## [Directions for this task]
Write down every entry once more, exactly as it reads.
______
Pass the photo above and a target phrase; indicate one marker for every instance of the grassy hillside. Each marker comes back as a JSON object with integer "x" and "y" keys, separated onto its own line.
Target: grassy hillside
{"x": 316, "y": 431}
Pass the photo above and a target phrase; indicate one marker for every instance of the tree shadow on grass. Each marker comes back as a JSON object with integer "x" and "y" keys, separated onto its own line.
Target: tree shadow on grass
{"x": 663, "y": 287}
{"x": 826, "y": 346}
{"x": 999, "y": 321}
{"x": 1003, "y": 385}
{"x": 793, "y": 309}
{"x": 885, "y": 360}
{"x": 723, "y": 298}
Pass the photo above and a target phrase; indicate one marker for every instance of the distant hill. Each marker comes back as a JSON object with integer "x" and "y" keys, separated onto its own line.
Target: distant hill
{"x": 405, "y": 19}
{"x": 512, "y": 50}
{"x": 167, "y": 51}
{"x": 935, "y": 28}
______
## [Response to the exercise]
Pass the photo above and a target phrase; indicate one marker for every instance of the grassy hillside. Each marker comes back as a JSON object with integer "x" and "y" keys, separated onto its own line.
Target: grassy hillside
{"x": 316, "y": 431}
Pass the photo above and a target phrase; indicate one marker for every instance of the tree shadow on grass. Each marker comes back as a JSON object with integer "x" and "y" keys, separated onto its own line.
Target: tree shadow on grass
{"x": 663, "y": 287}
{"x": 826, "y": 346}
{"x": 999, "y": 321}
{"x": 1003, "y": 385}
{"x": 793, "y": 309}
{"x": 885, "y": 360}
{"x": 723, "y": 298}
Pass the photo above and a target phrase; indicate one marker for every instance of the distant hill. Each marker comes back as a JSON object with integer "x" and "y" keys, separated onto its own line.
Target: distant hill
{"x": 405, "y": 19}
{"x": 512, "y": 50}
{"x": 167, "y": 51}
{"x": 935, "y": 28}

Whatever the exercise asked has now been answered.